■ WORK INSTRUCTIONS ■
Starting with the line that contains "One keypoint belongs on each instance. Indicate the thumb" and stopping after the line that contains "One keypoint belongs on each instance. Indicate the blue", return each line below exactly as written, with no others.

■ SUPPLIED MATERIAL ■

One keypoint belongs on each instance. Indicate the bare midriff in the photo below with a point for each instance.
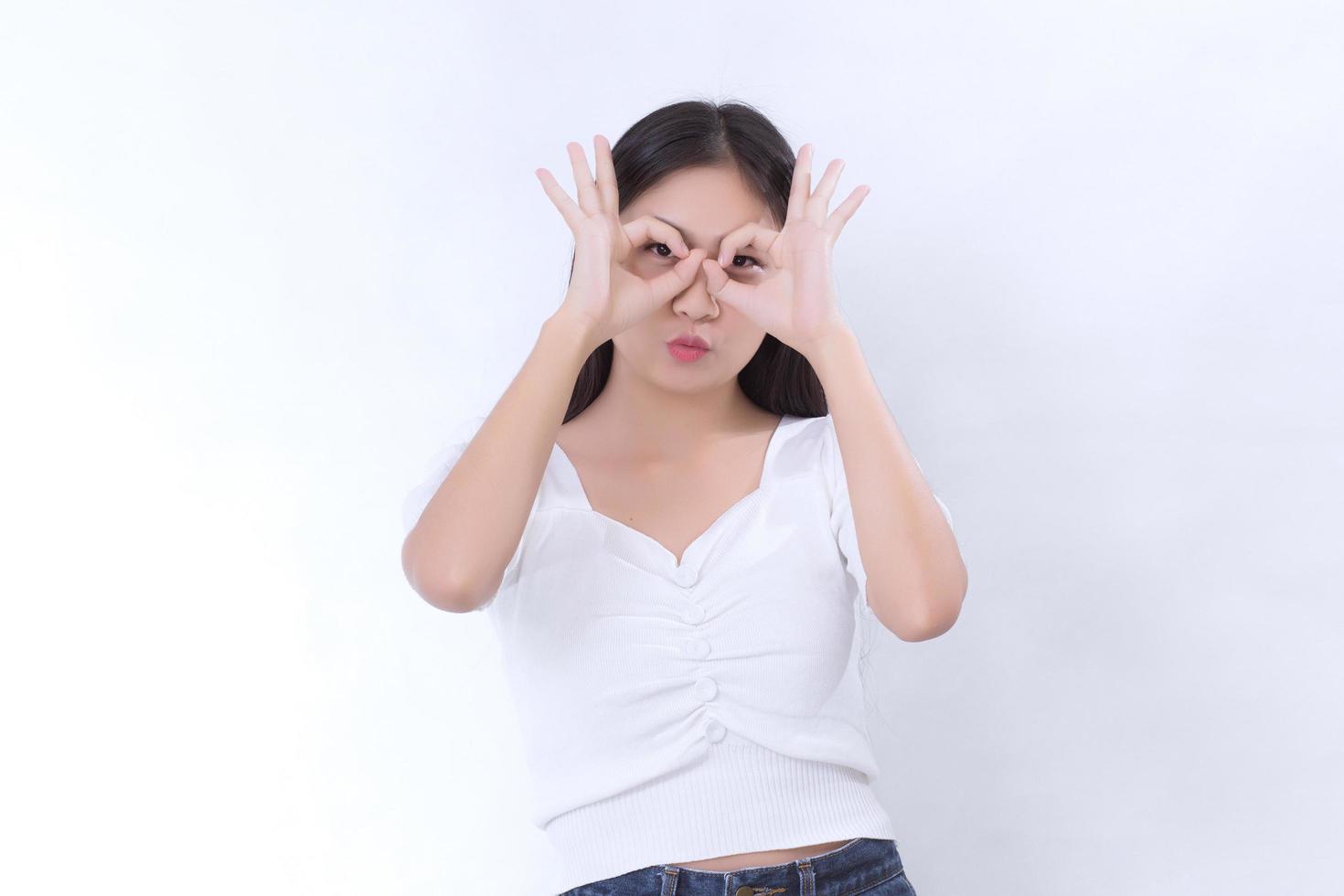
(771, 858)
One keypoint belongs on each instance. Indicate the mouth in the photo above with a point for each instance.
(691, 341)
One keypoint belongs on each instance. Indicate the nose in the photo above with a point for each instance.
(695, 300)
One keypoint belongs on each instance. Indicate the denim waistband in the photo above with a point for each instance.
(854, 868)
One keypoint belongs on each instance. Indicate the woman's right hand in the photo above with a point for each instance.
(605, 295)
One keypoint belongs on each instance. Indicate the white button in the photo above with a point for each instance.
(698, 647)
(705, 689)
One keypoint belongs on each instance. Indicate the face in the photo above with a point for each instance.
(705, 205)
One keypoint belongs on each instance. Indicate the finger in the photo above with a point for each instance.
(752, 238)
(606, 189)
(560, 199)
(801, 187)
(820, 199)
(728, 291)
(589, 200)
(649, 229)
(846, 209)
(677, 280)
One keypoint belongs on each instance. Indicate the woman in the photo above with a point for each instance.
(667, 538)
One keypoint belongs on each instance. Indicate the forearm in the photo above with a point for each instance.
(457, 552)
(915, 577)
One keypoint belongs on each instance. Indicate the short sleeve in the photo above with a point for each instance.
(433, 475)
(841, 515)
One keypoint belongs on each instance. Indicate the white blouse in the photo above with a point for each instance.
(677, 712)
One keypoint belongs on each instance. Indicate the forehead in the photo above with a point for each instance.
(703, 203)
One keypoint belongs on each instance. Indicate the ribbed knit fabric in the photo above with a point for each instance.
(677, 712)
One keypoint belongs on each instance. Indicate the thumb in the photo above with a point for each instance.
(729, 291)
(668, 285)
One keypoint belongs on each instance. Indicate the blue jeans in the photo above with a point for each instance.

---

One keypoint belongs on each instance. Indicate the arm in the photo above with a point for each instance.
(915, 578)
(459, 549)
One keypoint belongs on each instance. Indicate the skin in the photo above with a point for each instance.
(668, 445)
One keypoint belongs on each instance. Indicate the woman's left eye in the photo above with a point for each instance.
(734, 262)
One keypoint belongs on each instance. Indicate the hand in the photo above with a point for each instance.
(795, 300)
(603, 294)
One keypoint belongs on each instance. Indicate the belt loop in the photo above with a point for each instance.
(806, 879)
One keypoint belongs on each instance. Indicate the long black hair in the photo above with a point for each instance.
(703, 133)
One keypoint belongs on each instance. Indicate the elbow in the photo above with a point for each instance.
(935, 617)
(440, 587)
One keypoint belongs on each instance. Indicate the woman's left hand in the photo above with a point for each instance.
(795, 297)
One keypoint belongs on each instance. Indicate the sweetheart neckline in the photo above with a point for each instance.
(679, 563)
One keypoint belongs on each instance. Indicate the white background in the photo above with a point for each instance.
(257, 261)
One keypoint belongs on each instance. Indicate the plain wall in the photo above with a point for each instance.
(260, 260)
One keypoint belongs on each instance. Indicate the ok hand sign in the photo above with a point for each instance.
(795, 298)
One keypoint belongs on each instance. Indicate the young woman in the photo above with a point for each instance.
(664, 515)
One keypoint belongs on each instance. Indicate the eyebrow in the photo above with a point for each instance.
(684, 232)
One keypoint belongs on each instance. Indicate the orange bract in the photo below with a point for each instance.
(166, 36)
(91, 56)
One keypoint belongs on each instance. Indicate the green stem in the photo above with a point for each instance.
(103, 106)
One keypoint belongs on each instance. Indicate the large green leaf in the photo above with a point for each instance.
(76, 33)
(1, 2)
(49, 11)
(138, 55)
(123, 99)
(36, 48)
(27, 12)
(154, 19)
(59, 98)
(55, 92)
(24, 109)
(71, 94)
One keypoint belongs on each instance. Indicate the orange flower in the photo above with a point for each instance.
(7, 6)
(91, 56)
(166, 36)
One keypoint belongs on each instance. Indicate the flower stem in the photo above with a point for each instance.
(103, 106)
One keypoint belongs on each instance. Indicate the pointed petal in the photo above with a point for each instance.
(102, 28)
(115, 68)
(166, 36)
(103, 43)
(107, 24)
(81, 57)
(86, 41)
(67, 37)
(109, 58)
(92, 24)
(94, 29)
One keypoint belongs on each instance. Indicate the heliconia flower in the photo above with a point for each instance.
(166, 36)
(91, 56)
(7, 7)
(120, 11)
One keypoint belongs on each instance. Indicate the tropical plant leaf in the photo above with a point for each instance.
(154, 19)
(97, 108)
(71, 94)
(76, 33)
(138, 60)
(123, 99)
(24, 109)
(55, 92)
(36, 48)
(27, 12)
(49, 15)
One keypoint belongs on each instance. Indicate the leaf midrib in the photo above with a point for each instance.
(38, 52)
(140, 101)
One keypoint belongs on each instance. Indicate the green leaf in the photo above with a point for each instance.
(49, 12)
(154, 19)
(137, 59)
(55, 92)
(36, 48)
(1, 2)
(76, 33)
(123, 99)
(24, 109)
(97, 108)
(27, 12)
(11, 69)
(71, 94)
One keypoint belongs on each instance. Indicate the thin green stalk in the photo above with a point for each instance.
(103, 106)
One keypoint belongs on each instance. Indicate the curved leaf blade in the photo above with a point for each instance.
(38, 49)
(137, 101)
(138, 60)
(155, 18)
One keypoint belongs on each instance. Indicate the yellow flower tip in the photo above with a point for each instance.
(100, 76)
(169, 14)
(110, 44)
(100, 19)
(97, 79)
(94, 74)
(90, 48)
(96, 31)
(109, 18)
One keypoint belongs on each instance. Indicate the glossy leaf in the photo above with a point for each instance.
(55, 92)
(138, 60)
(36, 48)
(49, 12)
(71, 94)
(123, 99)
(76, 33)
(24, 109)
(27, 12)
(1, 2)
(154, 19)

■ ANSWER SECTION ■
One keypoint belongs on each instance. Indicate the thumb in the photo above with a point for each instance.
(729, 291)
(668, 285)
One keypoint belongs on each instance. Indicate the blue jeans in the photo above with a point for each instance.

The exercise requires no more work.